## TASK TO CARRY OUT
State how many of the lines below contain the string "headland". Give only the number.

## RECORDS SUPPLIED
==============================

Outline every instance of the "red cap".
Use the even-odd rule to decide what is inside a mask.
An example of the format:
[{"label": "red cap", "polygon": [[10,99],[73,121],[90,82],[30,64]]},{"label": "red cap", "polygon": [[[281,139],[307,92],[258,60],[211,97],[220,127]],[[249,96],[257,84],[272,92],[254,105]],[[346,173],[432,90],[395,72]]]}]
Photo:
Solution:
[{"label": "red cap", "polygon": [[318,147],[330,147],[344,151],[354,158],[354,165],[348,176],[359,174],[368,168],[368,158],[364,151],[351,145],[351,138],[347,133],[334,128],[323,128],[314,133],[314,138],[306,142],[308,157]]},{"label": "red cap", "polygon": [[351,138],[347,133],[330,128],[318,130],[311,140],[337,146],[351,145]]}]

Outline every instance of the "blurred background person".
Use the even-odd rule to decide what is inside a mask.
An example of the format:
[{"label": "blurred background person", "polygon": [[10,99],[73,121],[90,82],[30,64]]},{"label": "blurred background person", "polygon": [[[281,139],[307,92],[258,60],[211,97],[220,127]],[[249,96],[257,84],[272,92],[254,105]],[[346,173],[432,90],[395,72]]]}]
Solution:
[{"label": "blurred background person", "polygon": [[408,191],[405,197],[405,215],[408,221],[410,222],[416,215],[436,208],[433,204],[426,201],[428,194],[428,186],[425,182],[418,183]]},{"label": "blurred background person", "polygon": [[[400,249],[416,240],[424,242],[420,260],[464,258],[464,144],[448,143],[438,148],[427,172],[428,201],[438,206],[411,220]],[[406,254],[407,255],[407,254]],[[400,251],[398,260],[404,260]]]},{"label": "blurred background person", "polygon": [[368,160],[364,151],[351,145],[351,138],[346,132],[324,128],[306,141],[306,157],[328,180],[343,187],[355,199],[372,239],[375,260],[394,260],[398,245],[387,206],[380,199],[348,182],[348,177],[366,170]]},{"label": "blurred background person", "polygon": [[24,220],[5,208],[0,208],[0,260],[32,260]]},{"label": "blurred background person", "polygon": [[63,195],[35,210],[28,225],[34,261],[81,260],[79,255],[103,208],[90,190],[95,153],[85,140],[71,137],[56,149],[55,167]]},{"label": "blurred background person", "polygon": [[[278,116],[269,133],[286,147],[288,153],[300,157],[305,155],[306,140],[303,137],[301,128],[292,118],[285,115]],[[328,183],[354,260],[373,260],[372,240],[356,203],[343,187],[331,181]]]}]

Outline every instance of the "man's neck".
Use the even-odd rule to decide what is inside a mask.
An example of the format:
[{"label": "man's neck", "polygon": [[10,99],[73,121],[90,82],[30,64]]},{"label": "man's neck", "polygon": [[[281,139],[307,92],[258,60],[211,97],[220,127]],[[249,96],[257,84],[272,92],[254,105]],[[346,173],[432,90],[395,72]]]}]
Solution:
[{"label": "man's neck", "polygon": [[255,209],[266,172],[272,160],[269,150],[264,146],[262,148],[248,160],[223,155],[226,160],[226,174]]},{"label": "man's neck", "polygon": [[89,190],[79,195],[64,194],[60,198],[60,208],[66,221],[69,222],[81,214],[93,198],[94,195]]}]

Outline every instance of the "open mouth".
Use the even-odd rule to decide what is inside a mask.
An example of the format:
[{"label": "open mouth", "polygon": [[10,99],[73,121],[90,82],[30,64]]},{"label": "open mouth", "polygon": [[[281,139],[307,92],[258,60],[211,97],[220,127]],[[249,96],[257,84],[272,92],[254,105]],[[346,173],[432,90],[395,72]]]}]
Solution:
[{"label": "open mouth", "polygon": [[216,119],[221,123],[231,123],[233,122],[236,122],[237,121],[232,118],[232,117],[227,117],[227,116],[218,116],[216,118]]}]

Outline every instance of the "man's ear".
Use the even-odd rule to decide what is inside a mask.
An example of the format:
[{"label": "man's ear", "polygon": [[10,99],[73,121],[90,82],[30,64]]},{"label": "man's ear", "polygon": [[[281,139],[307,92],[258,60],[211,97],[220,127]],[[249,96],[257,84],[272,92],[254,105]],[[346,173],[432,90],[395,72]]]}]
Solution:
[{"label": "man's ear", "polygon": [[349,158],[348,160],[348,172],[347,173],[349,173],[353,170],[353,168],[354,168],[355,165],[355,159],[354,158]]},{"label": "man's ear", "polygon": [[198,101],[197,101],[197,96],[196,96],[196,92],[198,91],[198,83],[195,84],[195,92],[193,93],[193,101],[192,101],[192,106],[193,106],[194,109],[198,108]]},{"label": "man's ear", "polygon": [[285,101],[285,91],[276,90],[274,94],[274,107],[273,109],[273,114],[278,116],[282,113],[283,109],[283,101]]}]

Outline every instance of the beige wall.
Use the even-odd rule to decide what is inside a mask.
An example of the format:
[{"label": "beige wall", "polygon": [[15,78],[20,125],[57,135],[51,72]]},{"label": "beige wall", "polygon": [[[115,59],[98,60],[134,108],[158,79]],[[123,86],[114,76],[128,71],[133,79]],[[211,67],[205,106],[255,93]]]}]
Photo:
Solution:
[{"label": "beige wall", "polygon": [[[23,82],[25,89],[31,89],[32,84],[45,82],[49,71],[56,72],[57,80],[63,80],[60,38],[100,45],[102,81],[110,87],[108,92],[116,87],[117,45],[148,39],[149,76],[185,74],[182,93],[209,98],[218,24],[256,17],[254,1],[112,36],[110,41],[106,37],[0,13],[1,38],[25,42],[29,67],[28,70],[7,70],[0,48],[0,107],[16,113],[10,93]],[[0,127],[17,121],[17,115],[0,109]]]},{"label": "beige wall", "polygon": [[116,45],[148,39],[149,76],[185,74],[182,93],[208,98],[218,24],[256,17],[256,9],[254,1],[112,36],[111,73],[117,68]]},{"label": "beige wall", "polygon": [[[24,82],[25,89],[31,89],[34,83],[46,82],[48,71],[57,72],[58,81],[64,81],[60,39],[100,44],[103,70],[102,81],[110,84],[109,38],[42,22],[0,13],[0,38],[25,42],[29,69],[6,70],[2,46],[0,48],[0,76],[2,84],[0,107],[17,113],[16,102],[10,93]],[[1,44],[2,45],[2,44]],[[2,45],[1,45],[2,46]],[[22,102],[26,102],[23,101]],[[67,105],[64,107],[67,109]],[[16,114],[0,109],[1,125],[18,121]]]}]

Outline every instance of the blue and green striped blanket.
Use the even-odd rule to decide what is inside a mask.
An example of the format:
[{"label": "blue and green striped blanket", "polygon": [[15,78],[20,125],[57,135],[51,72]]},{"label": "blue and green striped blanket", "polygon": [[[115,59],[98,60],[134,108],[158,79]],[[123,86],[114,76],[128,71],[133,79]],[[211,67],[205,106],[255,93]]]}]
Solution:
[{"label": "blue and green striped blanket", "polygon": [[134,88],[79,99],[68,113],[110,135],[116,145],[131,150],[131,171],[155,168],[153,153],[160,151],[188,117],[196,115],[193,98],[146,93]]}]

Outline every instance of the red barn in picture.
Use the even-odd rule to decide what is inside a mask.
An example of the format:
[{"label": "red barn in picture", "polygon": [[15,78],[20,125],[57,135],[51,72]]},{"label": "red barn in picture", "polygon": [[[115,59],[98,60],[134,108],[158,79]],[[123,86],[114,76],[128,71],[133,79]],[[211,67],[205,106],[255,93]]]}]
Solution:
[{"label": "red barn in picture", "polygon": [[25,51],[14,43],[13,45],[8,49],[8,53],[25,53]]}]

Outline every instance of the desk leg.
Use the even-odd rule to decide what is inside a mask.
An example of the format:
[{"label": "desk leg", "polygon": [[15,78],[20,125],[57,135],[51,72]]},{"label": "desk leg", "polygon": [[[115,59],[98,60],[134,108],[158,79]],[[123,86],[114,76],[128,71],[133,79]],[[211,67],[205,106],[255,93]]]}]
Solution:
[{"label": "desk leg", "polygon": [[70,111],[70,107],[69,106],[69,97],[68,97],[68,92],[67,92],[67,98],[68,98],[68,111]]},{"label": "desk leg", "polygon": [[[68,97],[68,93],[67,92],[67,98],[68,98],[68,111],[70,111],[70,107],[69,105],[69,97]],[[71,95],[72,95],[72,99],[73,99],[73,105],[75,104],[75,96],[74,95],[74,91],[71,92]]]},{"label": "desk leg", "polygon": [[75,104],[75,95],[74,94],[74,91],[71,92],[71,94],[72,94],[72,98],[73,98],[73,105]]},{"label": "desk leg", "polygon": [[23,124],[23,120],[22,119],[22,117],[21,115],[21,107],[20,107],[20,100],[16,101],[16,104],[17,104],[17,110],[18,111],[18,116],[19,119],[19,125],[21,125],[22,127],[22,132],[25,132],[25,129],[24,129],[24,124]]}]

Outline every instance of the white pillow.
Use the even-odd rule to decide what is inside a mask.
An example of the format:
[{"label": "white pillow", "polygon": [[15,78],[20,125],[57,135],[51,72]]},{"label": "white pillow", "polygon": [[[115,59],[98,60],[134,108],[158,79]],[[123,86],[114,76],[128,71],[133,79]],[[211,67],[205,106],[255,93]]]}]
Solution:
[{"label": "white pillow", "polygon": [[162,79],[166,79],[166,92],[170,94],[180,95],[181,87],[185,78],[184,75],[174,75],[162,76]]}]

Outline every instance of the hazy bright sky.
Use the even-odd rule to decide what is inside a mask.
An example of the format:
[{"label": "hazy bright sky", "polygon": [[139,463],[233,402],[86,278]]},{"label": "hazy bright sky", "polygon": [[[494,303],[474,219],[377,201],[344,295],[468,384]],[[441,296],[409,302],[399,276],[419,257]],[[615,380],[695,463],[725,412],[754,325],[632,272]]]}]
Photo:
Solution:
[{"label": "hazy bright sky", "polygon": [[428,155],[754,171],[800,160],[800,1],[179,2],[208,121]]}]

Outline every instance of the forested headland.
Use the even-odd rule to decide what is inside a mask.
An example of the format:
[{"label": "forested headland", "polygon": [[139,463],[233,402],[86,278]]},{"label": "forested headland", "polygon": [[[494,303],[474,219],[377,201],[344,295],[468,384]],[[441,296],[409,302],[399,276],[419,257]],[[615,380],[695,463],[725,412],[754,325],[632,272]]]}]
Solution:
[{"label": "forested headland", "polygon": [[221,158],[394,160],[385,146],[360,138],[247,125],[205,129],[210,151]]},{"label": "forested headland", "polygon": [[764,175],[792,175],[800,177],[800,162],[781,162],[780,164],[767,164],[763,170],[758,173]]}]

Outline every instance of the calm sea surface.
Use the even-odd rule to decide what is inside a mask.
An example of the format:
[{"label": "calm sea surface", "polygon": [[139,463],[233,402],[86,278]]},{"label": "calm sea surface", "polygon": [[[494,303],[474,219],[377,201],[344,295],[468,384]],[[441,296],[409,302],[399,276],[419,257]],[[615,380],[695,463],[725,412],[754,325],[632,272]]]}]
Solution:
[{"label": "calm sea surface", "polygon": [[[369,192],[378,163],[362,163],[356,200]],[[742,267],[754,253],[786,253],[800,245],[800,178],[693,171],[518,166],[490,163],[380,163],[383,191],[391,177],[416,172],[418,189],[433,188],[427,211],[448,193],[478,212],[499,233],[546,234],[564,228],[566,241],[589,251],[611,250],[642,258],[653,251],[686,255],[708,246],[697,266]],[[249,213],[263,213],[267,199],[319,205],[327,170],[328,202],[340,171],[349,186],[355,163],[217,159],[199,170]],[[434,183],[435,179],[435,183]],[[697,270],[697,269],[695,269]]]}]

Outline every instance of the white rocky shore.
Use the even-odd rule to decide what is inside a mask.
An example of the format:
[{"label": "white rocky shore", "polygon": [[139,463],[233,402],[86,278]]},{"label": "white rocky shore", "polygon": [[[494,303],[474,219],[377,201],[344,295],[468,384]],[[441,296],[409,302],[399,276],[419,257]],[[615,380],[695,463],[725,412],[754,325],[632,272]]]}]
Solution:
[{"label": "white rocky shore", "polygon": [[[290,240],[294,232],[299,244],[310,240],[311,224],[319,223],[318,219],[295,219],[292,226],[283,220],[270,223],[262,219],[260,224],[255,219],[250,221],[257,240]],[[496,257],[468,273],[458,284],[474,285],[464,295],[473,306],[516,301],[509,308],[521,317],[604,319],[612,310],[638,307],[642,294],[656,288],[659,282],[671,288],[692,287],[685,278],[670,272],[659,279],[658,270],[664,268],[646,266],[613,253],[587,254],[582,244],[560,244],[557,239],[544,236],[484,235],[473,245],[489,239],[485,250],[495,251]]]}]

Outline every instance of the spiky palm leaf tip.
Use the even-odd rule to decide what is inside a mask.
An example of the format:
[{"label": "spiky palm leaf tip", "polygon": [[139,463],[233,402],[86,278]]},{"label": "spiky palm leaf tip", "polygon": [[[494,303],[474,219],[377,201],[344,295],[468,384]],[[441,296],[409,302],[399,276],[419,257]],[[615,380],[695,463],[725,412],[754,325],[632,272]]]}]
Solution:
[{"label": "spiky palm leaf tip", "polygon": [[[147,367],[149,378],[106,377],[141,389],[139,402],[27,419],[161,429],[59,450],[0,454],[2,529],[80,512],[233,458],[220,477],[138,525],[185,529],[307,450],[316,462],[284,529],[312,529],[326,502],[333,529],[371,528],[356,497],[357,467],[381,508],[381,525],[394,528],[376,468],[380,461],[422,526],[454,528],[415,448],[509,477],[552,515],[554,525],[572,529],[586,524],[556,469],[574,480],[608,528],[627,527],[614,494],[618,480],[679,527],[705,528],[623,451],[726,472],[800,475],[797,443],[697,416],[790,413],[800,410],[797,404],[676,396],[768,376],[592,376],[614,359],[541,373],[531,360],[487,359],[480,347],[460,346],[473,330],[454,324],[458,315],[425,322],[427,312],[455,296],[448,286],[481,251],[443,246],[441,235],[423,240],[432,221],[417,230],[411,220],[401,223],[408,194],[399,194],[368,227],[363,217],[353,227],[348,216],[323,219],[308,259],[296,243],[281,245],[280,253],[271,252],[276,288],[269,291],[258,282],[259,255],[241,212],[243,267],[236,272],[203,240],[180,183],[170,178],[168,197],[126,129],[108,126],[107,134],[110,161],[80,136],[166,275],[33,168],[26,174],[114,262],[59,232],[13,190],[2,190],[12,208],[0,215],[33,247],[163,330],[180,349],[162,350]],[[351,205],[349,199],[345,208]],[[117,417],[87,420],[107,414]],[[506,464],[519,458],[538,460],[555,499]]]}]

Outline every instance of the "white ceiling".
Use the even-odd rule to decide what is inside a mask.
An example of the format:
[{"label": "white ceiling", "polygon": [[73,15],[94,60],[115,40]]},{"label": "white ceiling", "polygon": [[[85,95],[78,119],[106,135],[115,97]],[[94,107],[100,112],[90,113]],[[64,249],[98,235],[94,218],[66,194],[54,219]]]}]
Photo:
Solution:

==============================

## TASK OUTPUT
3